**Referring expression data:**

== Segment start ==

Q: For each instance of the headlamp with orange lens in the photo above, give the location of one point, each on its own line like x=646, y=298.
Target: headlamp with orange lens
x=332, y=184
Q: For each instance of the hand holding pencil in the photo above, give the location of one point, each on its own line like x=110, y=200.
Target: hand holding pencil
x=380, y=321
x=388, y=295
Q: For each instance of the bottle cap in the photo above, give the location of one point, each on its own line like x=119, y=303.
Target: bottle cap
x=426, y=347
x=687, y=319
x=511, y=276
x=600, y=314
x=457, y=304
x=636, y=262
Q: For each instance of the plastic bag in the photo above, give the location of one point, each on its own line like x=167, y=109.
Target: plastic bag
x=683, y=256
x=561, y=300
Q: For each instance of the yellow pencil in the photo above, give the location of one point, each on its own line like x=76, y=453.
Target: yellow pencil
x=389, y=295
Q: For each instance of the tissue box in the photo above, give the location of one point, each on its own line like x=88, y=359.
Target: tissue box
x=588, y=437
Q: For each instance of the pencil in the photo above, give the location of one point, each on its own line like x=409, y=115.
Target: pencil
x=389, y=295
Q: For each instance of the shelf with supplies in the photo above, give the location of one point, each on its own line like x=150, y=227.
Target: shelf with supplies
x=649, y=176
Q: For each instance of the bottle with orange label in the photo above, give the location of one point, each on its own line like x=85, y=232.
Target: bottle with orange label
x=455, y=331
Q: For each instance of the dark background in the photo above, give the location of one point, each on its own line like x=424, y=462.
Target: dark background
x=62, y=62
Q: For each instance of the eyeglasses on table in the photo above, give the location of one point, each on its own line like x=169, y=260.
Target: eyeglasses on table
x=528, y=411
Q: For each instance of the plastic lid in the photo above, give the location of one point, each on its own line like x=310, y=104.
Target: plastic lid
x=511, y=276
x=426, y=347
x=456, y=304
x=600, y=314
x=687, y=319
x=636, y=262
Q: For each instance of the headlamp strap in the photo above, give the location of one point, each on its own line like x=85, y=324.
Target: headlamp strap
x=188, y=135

== Segment end ==

**What needs to be done:** Without altering a single word, reproduce the entries above.

**Output for this exercise:**
Q: For each instance of the headlamp with orange lens in the photo above, give the location of one point, each on its own line like x=646, y=298.
Target: headlamp with orange lens
x=332, y=184
Q: For each instance of the hand holding pencil in the photo above, give the location of one point, each on its own line like x=110, y=200.
Target: hand holding pencil
x=380, y=321
x=388, y=295
Q: For each instance of the bottle cap in the photo above, give the location of one point, each on its own line like x=119, y=303.
Target: bottle cap
x=426, y=347
x=687, y=319
x=511, y=276
x=600, y=314
x=457, y=304
x=636, y=262
Q: For each instance of the plastic bag in the photo above, give the location of one point, each on its own line like x=167, y=109.
Target: plastic bag
x=683, y=256
x=561, y=300
Q: For each instance of the yellow pencil in the photo above, give the location of one point, each on its own line like x=76, y=453.
Target: yellow pencil
x=389, y=295
Q: For each instance of the tissue box in the photo above, give the location of one point, each on its own line like x=88, y=359.
Target: tissue box
x=588, y=437
Q: For each instance of the pencil in the photo above, give the location of one point, each on its own line like x=409, y=115.
Target: pencil
x=389, y=295
Q: For each instance of the shelf with supplies in the photo above, give the location of one point, each on its own line like x=150, y=227.
Target: shelf with supplies
x=649, y=176
Q: For each instance of the bottle with orange label in the photo above, give the location of one point, each on its own line like x=85, y=232.
Target: bottle with orange label
x=455, y=331
Q: For each instance of the dark background in the photo above, give the location of one point, each on its own line like x=424, y=462.
Target: dark background
x=62, y=62
Q: For each instance of the eyeglasses on table in the photo above, give the location of one point, each on its own line like x=169, y=260.
Target: eyeglasses on table
x=528, y=411
Q: For each instance of the plastic lid in the photo above, give the location of one point, each on its own line like x=310, y=104.
Target: plastic lid
x=511, y=276
x=426, y=347
x=456, y=304
x=600, y=314
x=687, y=319
x=636, y=262
Q: For each instance of the headlamp strap in the photo above, give the location of one point, each on its own line like x=85, y=324.
Target: headlamp strap
x=188, y=135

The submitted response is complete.